AUFGABENSTELLUNG:
Gib aus dem Text über den Phoenix-See alles von „Selbst kritische Beobachter“ bis hinunter zu „daraus lernen lässt.“ wieder und benenne dabei „Gentrifizierung“ in „Verdrängung“ um.

AUSGEWÄHLTER AUSZUG:
Hätten die Verantwortlichen im Jahr 2000 Heike Regener gefragt, gäbe es heute den Phoenix-See nicht. „Als ich davon hörte, dachte ich: Jetzt sind die total bekloppt geworden“, sagt die 62-Jährige, nippt an ihrem Kaffee und blickt lächelnd auf das Wasser. Es ist einer dieser Sommertage (Anmerkung der Redaktion: Dieser Text erschien erstmals im August 2024), an denen die Temperatur über die 30-Grad-Marke geklettert ist. Fünf Kilometer weiter nordwestlich in der Innenstadt von Dortmund ächzen sie jetzt. Dort hat sich die Hitze wie ein dickes Kissen über den Westenhellweg gelegt. Hier am See weht dagegen eine laue Brise. Jogger drehen leichtfüßig ihre Runden, und ein Pärchen knutscht im Tretboot. „Wie im Urlaub“, sagt die selbstständige Gästeführerin und blinzelt in die Sonne. Die Kaffeepause am Ufer – da, wo 160 Jahre lang Stahl gekocht, Eisen gegossen und gewalzt worden war – lässt sie für einen Moment vergessen, dass ihr Terminkalender randvoll und der letzte freie Tag schon lange her ist.
Nicht nur Heike Regener hat der See mit dem versöhnt, was mit dem Wort Strukturwandel nur unvollständig beschrieben ist. In Hörde, wo nicht nur die Wiege der Dortmunder Stahlindustrie stand, sondern auch ihr Sterbebett, hat sich ein regelrechter Strukturbruch vollzogen: von der Schwerindustrie zur Mikrotechnologie, vom produzierenden Gewerbe zur Dienstleistung, von rußgrauen Häusern zu strahlend weißen Villen – vom gemiedenen Bitterfeld des Westens zum begehrten Erholungsgebiet mit mediterranem Charme. Eine Entwicklung, die europaweit Aufmerksamkeit erzielte und 2018 mit dem deutschen Städtebaupreis honoriert wurde.
Selbst kritische Beobachter bescheinigen der Stadt knapp 25 Jahre nach dem einstimmigen Beschluss zur 180-Grad-Wende, „dass alle Erwartungen erfüllt, wenn nicht sogar übertroffen“ wurden. Das stellt etwa Prof. Dr. Susanne Frank von der TU Dortmund in einer 2024 veröffentlichten Abhandlung fest. Aber auch etwas anderes: dass sich trotz allem die Angst vor Gentrifizierung hartnäckig halte – Anlass für immer neue, oft hitzige Diskussionen. Unterwegs im neuen In-Quartier zeigt sich, warum das so ist. Und was sich für andere Dortmunder Quartiere im Umbruch daraus lernen lässt.

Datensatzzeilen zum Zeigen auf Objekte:
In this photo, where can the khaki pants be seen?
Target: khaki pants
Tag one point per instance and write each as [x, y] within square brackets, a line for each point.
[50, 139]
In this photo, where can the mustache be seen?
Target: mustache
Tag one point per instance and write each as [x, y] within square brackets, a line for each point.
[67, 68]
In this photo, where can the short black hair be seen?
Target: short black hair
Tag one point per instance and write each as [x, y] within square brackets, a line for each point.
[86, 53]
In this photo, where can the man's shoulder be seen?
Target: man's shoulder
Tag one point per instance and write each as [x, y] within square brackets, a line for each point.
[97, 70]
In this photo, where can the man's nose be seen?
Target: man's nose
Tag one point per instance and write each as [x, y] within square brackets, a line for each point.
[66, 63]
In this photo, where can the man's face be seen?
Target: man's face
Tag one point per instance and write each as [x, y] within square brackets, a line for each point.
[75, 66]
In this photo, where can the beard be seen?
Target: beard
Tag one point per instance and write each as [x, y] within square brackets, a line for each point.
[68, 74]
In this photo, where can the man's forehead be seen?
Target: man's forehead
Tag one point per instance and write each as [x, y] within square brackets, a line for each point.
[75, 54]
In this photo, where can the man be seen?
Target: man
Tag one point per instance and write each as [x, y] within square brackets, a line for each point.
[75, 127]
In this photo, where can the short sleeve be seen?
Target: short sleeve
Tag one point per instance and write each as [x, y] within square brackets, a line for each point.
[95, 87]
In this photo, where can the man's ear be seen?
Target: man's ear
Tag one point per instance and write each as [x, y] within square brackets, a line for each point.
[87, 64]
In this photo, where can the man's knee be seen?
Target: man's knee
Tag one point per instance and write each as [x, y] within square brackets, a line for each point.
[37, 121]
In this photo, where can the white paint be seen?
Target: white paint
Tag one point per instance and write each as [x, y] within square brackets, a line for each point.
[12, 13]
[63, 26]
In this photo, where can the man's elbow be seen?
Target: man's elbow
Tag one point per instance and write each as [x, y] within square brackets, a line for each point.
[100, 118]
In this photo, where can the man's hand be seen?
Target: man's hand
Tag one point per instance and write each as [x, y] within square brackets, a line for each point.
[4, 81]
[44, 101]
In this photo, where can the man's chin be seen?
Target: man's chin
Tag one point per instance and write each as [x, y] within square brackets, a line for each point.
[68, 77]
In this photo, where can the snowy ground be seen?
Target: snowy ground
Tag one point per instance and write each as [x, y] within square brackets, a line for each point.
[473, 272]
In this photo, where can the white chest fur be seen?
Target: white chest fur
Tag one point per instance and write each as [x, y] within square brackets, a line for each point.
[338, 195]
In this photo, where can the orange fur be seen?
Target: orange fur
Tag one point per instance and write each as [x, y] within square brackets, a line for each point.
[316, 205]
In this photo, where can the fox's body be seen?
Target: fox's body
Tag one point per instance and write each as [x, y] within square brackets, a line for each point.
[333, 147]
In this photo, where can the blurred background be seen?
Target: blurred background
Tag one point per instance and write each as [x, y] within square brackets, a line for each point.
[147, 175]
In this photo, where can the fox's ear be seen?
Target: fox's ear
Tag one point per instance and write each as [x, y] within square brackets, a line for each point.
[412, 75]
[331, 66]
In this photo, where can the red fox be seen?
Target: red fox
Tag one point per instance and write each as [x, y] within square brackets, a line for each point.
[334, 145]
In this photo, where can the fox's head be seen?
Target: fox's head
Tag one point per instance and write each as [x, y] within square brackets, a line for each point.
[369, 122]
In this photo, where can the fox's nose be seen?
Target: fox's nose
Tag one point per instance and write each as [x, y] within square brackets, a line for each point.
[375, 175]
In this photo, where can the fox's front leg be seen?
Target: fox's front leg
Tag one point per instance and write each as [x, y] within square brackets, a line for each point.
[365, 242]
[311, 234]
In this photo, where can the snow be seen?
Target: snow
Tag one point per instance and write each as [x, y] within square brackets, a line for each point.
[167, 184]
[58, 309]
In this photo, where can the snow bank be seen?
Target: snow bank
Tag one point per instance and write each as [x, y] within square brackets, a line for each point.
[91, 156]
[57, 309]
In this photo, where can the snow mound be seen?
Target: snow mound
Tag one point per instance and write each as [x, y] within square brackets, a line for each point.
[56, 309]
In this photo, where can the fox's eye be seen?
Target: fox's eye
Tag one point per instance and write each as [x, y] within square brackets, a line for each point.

DAS ERGEBNIS:
Selbst kritische Beobachter bescheinigen der Stadt knapp 25 Jahre nach dem einstimmigen Beschluss zur 180-Grad-Wende, „dass alle Erwartungen erfüllt, wenn nicht sogar übertroffen“ wurden. Das stellt etwa Prof. Dr. Susanne Frank von der TU Dortmund in einer 2024 veröffentlichten Abhandlung fest. Aber auch etwas anderes: dass sich trotz allem die Angst vor Verdrängung hartnäckig halte – Anlass für immer neue, oft hitzige Diskussionen. Unterwegs im neuen In-Quartier zeigt sich, warum das so ist. Und was sich für andere Dortmunder Quartiere im Umbruch daraus lernen lässt.